Data items
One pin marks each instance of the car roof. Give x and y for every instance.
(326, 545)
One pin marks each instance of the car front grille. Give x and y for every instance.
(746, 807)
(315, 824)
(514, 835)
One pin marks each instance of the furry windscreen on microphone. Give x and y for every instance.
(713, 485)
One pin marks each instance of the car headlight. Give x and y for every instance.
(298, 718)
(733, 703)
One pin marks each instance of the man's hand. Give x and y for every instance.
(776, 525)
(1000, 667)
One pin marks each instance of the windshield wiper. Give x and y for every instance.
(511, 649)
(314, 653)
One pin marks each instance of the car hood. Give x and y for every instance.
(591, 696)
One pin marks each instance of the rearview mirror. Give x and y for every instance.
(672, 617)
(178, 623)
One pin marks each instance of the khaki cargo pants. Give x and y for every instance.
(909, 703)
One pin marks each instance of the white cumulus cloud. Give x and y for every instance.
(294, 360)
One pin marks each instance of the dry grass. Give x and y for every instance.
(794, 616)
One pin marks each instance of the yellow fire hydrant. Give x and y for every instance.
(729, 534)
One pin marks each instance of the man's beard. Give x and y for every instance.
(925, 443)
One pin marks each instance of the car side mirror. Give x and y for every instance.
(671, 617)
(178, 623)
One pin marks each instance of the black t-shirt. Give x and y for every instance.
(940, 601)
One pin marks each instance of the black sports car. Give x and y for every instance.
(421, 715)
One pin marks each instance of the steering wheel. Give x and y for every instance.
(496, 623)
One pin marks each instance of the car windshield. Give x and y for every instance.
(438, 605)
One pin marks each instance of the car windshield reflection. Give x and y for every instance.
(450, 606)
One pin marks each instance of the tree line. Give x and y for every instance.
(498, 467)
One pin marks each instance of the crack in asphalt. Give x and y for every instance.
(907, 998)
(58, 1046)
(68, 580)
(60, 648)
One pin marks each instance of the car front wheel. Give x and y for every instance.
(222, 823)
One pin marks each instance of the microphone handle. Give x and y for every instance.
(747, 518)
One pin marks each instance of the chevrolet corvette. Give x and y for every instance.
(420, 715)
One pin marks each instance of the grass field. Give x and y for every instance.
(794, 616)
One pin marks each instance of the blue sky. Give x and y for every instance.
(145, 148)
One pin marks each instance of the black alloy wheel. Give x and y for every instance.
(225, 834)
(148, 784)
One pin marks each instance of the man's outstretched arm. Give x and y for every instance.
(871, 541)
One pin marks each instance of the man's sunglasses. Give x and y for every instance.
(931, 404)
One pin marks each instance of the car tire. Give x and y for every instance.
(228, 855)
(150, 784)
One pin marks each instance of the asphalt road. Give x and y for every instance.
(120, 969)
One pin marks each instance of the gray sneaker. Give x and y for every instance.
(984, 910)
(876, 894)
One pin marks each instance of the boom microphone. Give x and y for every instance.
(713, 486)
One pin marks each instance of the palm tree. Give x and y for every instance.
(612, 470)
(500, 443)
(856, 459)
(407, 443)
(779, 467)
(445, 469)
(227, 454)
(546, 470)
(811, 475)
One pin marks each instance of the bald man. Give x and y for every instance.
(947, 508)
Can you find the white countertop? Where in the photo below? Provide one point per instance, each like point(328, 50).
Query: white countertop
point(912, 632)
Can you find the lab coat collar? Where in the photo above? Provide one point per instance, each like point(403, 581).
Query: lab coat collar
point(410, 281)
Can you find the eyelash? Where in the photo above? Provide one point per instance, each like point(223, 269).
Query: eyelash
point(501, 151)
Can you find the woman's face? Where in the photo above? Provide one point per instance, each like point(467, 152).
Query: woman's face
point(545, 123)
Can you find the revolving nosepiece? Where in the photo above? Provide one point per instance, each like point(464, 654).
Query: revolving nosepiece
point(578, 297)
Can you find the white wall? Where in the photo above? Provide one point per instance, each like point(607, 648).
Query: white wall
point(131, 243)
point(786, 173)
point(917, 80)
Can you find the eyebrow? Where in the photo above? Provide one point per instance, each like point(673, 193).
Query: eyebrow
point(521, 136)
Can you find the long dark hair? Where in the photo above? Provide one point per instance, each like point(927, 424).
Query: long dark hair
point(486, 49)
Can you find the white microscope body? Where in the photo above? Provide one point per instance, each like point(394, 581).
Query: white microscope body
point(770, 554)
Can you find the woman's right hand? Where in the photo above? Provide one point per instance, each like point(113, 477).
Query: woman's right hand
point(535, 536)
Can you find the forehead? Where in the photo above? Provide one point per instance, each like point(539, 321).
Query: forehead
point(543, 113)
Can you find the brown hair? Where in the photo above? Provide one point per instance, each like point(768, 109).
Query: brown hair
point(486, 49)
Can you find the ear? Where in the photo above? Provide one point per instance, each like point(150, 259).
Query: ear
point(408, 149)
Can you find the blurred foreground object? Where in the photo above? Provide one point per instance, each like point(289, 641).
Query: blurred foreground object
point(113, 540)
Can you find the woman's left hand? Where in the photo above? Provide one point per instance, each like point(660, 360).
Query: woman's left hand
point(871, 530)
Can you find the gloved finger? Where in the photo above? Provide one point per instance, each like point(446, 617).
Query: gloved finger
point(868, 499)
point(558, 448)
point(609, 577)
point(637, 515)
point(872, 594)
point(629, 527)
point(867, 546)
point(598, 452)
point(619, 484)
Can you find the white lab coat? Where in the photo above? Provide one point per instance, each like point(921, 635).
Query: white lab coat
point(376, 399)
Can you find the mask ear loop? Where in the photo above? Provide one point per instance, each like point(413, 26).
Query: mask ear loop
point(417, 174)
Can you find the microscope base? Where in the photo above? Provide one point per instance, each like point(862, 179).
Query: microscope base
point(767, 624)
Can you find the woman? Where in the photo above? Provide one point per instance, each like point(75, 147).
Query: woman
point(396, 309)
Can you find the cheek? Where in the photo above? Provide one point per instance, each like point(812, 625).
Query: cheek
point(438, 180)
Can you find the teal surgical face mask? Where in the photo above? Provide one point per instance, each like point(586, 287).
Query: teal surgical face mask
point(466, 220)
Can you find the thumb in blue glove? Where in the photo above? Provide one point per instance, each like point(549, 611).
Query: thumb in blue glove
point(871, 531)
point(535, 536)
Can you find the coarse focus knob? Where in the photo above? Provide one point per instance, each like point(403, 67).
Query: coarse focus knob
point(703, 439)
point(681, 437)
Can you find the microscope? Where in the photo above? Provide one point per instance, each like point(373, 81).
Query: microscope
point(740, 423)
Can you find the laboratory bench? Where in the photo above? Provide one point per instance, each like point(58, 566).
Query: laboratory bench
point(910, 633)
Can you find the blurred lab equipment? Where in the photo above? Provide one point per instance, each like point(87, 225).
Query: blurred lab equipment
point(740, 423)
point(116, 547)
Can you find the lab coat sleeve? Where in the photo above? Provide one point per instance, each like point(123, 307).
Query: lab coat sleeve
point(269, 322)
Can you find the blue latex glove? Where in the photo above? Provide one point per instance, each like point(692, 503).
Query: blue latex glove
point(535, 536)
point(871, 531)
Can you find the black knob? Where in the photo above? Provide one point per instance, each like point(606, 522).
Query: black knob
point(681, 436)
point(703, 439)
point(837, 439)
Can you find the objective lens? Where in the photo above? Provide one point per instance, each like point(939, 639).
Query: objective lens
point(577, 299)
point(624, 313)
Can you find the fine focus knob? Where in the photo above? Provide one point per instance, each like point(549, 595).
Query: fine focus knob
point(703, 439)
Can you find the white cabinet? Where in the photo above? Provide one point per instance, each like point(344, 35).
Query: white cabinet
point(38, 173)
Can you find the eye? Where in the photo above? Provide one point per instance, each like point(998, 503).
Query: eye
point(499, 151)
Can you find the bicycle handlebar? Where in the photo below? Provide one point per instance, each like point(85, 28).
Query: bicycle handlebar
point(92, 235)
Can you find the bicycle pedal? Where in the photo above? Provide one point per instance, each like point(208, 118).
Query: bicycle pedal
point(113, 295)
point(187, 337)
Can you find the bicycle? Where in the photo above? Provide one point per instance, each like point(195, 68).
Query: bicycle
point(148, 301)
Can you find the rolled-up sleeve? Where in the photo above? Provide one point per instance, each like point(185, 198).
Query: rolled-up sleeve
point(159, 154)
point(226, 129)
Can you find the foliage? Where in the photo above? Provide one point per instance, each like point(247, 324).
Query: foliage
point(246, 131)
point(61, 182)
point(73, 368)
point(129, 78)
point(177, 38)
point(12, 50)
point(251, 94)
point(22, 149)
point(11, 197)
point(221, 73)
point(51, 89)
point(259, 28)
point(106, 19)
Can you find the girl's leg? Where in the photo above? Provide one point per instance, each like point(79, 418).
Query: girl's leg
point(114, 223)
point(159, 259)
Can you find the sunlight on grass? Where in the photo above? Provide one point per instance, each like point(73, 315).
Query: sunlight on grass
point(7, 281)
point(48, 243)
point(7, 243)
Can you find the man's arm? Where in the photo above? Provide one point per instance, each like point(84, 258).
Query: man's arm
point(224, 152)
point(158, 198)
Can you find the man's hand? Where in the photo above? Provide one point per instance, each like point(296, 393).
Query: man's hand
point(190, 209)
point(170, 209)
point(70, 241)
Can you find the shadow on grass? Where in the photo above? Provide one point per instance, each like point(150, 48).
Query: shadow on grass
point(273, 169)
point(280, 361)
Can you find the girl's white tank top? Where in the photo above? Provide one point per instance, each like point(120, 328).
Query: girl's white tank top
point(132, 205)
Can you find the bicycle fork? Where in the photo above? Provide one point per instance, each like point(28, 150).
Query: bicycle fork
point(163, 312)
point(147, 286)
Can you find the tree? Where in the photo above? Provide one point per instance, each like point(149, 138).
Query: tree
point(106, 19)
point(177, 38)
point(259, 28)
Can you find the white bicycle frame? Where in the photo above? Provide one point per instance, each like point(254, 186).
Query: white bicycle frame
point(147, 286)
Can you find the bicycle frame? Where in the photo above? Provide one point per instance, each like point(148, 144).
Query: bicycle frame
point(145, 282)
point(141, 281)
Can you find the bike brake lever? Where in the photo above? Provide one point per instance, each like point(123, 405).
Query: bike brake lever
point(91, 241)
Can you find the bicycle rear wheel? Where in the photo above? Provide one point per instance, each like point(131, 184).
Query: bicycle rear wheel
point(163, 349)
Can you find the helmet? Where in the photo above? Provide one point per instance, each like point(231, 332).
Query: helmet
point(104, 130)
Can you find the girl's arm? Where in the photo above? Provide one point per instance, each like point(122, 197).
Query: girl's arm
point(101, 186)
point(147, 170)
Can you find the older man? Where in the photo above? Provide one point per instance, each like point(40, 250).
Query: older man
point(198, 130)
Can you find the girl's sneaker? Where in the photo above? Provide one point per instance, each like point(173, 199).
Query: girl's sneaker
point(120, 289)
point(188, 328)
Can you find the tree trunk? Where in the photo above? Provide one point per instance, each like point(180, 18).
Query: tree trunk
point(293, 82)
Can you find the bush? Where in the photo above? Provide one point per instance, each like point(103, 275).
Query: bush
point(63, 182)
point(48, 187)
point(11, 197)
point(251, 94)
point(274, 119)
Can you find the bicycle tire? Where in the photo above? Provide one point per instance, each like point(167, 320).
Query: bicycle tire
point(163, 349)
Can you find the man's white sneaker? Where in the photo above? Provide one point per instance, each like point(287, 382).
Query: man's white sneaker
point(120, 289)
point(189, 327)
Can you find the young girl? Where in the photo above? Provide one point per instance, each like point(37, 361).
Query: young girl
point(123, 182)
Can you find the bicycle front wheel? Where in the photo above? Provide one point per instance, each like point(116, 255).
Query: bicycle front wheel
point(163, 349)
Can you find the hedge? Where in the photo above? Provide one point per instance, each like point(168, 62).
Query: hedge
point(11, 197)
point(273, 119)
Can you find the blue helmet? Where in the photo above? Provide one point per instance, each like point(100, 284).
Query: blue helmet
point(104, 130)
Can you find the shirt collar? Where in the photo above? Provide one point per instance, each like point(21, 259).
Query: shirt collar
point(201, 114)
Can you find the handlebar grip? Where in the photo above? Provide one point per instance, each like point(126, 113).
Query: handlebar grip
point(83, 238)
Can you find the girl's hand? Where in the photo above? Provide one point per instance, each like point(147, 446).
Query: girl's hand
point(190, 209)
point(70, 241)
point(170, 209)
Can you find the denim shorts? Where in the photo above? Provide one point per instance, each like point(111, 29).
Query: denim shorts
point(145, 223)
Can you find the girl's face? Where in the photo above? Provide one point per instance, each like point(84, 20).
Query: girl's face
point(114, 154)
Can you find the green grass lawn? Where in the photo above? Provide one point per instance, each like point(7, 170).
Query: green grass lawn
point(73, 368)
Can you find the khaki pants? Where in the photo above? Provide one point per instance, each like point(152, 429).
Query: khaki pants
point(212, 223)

◆ **WHAT THE EXERCISE ASKS**
What is the number of lines in the data that include "below"? Respond with that number and no other text.

◆ **SOLVED PROBLEM**
2